_Exercise aim_
If a line in the listing below includes the string "deepest", pull it out.

_Source data_
......

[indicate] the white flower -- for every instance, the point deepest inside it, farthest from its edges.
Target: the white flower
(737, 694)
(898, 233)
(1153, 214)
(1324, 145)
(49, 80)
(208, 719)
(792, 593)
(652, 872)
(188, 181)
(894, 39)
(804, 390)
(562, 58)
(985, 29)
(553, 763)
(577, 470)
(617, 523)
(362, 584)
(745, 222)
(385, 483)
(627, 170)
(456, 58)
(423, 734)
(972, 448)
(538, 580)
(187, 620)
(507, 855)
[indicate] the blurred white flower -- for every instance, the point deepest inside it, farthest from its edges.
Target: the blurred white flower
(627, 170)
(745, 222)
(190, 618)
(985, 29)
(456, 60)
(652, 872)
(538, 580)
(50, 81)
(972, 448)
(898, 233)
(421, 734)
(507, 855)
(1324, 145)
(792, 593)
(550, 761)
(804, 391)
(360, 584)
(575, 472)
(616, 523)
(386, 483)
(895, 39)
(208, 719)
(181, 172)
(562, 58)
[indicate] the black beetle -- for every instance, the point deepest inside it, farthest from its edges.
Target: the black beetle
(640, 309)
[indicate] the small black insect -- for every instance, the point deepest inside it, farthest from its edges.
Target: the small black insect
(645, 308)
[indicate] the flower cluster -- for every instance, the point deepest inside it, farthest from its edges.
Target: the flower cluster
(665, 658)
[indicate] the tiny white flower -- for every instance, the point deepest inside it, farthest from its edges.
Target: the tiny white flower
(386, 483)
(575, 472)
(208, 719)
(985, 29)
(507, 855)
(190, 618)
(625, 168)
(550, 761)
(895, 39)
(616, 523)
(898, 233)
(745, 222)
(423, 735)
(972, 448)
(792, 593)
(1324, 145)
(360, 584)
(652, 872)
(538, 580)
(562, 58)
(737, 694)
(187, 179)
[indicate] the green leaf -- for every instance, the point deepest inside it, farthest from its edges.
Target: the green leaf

......

_Solution_
[indicate] the white flower -- for every instance, the point deepest inside it, farthest from its edges.
[indicate] the blurred white flower -- for every instance, the point deepest inside it, farthest from its edges.
[indicate] the black beetle -- for every instance, the point deepest inside it, farthest from its edges.
[indicate] the small black insect -- for every instance, the point deepest inside it, farthest from its edges.
[indicate] the flower cluster -- for every instance, the point deepest inside it, farthest from its edges.
[indicate] the tiny white flower -- for every instance, the point deepest inside it, farthest from its edges.
[indicate] the green leaf -- for every instance, the point deepest inside it, farthest from its edges.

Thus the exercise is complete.